▶ _What is required_: Extract every line of the listing below word for word, and leave the pictures out of your answer.

begin Raw data

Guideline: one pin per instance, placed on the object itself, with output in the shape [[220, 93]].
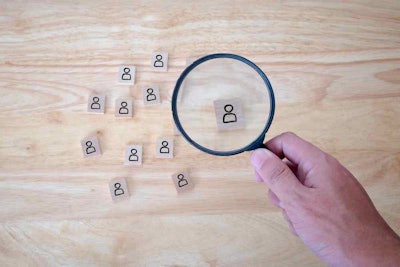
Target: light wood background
[[335, 69]]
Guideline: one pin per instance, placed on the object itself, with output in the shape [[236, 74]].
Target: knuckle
[[289, 135], [278, 172]]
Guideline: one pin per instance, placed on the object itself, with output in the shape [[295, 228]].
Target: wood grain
[[335, 70]]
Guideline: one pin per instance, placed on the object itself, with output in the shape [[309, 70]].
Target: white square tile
[[124, 107], [159, 61], [182, 181], [229, 114], [118, 189], [165, 147], [126, 74], [91, 147], [133, 155], [96, 103], [151, 95]]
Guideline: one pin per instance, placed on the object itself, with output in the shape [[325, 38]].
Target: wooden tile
[[159, 61], [182, 181], [190, 60], [151, 95], [126, 74], [165, 147], [124, 107], [133, 155], [119, 189], [91, 147], [229, 114], [96, 103]]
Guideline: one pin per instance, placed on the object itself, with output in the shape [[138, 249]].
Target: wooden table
[[335, 70]]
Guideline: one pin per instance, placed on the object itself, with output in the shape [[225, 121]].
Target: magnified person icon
[[229, 116]]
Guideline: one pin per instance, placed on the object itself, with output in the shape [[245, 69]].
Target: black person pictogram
[[118, 190], [181, 180], [158, 63], [164, 147], [95, 104], [229, 116], [150, 95], [126, 76], [133, 156], [90, 148], [123, 109]]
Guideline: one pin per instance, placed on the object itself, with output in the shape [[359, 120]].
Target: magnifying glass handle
[[258, 144], [262, 145]]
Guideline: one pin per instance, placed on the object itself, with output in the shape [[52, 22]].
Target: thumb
[[276, 174]]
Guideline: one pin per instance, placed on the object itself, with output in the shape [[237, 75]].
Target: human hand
[[324, 204]]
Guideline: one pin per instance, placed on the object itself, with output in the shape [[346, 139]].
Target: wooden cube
[[151, 95], [126, 74], [165, 147], [229, 114], [159, 61], [119, 189], [182, 181], [91, 147], [124, 107], [133, 155], [96, 103]]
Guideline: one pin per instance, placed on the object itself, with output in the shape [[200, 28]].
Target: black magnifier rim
[[259, 140]]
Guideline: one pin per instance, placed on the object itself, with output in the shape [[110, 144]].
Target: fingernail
[[257, 177], [258, 157]]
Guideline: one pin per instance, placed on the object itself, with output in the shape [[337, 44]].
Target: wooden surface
[[335, 69]]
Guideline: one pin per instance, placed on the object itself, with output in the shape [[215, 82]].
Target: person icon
[[95, 103], [126, 76], [123, 109], [181, 180], [118, 190], [90, 148], [158, 63], [164, 147], [150, 94], [133, 156], [229, 116]]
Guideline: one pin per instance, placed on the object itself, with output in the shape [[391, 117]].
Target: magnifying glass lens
[[223, 105]]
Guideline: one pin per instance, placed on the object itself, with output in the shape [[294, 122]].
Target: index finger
[[295, 149]]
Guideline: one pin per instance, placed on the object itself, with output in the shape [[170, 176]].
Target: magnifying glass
[[223, 104]]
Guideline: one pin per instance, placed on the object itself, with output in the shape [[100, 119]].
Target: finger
[[291, 227], [276, 174], [273, 198], [257, 177], [297, 150]]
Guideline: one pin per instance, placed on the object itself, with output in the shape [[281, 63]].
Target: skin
[[324, 204]]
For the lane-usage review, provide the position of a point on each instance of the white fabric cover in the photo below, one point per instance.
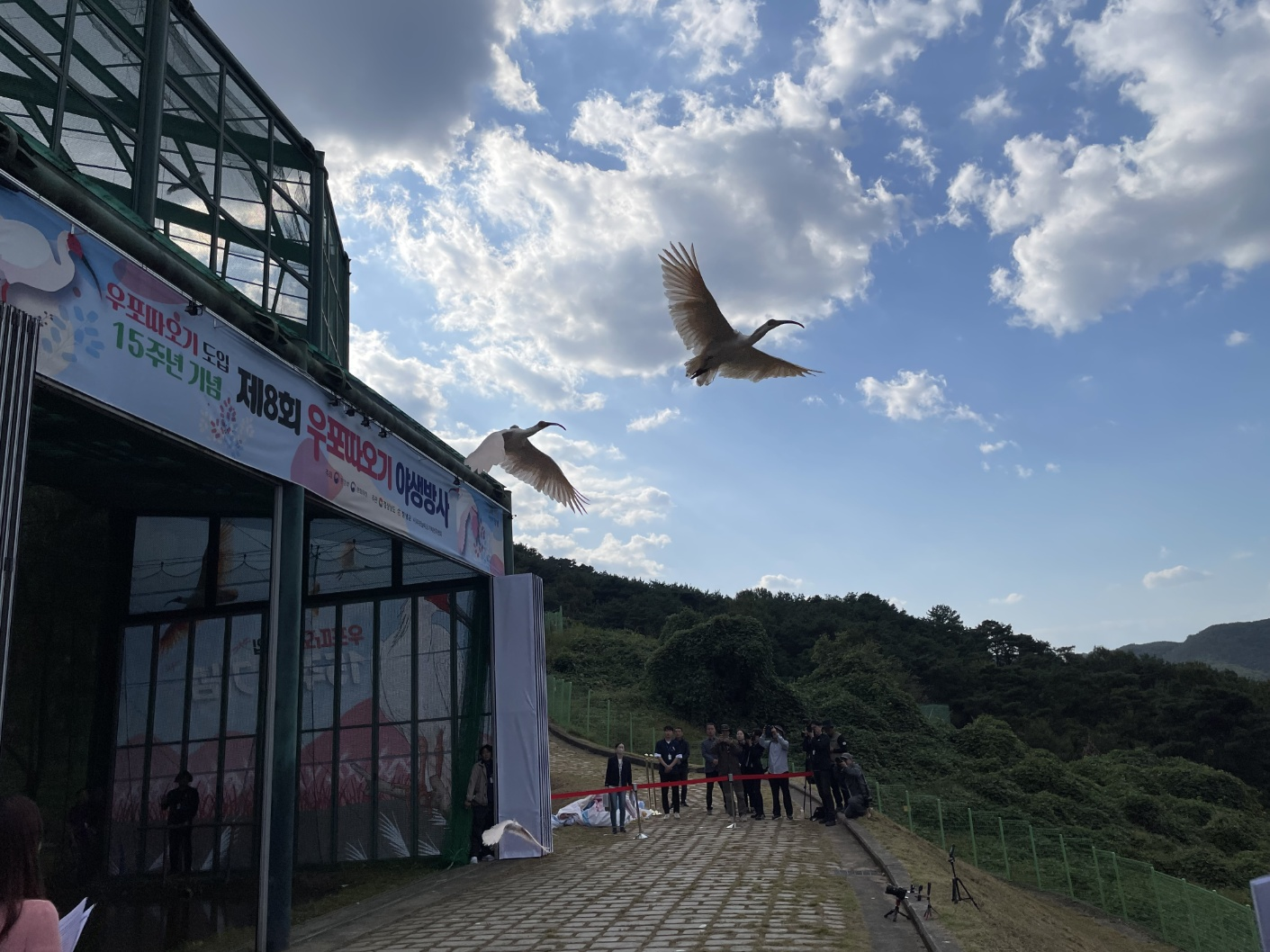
(521, 754)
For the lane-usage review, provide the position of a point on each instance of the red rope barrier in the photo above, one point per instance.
(722, 778)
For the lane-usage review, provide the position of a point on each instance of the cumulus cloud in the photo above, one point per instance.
(779, 583)
(914, 396)
(719, 31)
(859, 39)
(631, 556)
(1177, 575)
(1099, 225)
(985, 110)
(643, 424)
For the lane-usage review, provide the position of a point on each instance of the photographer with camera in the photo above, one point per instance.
(822, 768)
(778, 748)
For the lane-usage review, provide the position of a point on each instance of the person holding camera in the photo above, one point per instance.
(778, 748)
(710, 754)
(822, 769)
(752, 762)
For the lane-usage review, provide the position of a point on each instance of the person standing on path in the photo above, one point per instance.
(668, 758)
(617, 775)
(685, 749)
(481, 800)
(710, 756)
(182, 806)
(778, 748)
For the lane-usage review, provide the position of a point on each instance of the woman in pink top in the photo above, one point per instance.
(28, 921)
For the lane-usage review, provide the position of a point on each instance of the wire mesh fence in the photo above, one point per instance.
(1186, 915)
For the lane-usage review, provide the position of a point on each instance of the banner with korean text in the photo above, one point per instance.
(121, 336)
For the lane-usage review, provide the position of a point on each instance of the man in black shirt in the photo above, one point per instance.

end Raw data

▶ _Correct answer_:
Guideline: one pin per instance, placed on the object itself, with output in the shape [[220, 93]].
Target: light wood background
[[335, 69]]
Guideline: one pin per instance, placed on the object itself, with output in the shape [[236, 74]].
Target: knuckle
[[289, 135], [278, 172]]
Guideline: one pin per instance, placed on the object itself, with output in the shape [[295, 228]].
Target: wood grain
[[335, 70]]
Guideline: one pin per instance, placed on the object itself, with output in the shape [[309, 70]].
Target: white square tile
[[124, 107], [159, 61], [182, 181], [229, 114], [118, 189], [165, 147], [126, 74], [91, 147], [133, 155], [96, 103], [151, 95]]
Guideline: one pin per instance, placed on the object itself, with output in the shape [[325, 38]].
Target: wooden tile
[[159, 61], [182, 181], [190, 60], [151, 95], [126, 74], [165, 147], [124, 107], [133, 155], [119, 189], [91, 147], [229, 114], [96, 103]]
Guideline: one pin per instance, placed on the object itself, with output in the shape [[138, 249]].
Target: wooden table
[[335, 70]]
Guideline: one pin per instance, placed on the object itself, with output in the shape [[225, 121]].
Target: magnified person icon
[[229, 116]]
Guideline: one pin per instance, placed on the object itself, with output in the shape [[245, 69]].
Target: black person pictogram
[[118, 190], [181, 180], [158, 63], [164, 147], [95, 104], [229, 116], [150, 95], [126, 76], [133, 156], [90, 148], [123, 109]]
Guideline: one pin per instance, placed on the object itself, with output in the shape [[359, 120]].
Target: magnifying glass handle
[[258, 144], [262, 145]]
Guideline: one pin per instance, placed on the object itself, with output in the shape [[52, 22]].
Target: thumb
[[276, 174]]
Guideline: one pin per instance, placed on the object itself, with output in the shape [[237, 75]].
Target: human hand
[[324, 204]]
Guideline: one pin per instance, placed on the object itself, with output in the shape [[346, 139]].
Target: wooden cube
[[151, 95], [126, 74], [165, 147], [229, 114], [159, 61], [119, 189], [182, 181], [91, 147], [124, 107], [133, 155], [96, 103]]
Guideline: one pin per instance, placed on the object itself, with output in the shape [[200, 28]].
Target: black magnifier rim
[[259, 140]]
Guideline: one pin per instance, placed on the object itself, with output in the shape [[110, 144]].
Target: fingernail
[[257, 177], [258, 157]]
Guideline: one pin per instance, placed on the object itself, with output in the shape [[337, 44]].
Target: wooden surface
[[335, 69]]
Guideline: one pin per instance, placed on the object itself, with output in the shape [[215, 82]].
Target: person icon
[[95, 103], [126, 76], [123, 109], [181, 180], [118, 190], [90, 148], [158, 63], [164, 147], [150, 94], [133, 156], [229, 116]]
Guideline: one pin per instance, placed on the object itself, with output in the shape [[391, 117]].
Target: magnifying glass lens
[[223, 105]]
Guideline: one pin per instance, placed on the object itself, with output in the shape [[294, 122]].
Target: index finger
[[295, 149]]
Guideline: one pin per instance, placed on the object itself, with output in the shape [[170, 176]].
Target: magnifying glass
[[223, 104]]
Guideline: one pin per instance, placed on the object itself, with output in the shape [[100, 119]].
Target: finger
[[291, 227], [276, 174], [273, 198], [257, 177], [297, 150]]
Guideline: one pin per instance, placed on the object itself, with output in the shape [[281, 63]].
Target: skin
[[324, 204]]
For the lane-usage review, provide the position of a point on each instance of the white fabric cover in the photo below, one point per instance.
(521, 754)
For the lane-usage review, provide the position of a point on each instance of the red rope barrier in the photo above, one point per instance.
(722, 778)
For the lane-usage review, provide the position of a point on each instance of the cumulus cloud in the photo above, one point per instance.
(779, 583)
(914, 396)
(719, 31)
(859, 39)
(631, 556)
(1177, 575)
(1099, 225)
(985, 110)
(643, 424)
For the lane-usage review, provide the position of a point on each instance of the photographer with camera in the photo above, one point per instance.
(822, 768)
(778, 748)
For the lane-usage review, provide the position of a point on each instance of the person holding camera in the photo above, one point per instance.
(778, 748)
(710, 754)
(822, 769)
(752, 762)
For the lane-usage review, provide the position of a point on each instance of the person standing on path in the photo above, one point per instance.
(668, 758)
(617, 775)
(685, 749)
(481, 800)
(710, 756)
(182, 806)
(778, 748)
For the lane-usage review, provide the position of a point on each instance of the woman in pink top in the photo above, one point per instance.
(28, 921)
For the lane-usage review, provide the position of a point on each instance of the wire mesh fence in the photo above, one point per instance.
(1186, 915)
For the lane-usage review, provide the position of a point on each instance of the banner with korean text in the photo above, one point per instance.
(121, 336)
For the lane-usage review, provide the position of a point on each instance of the man in black shirt in the photo above, one point per instance.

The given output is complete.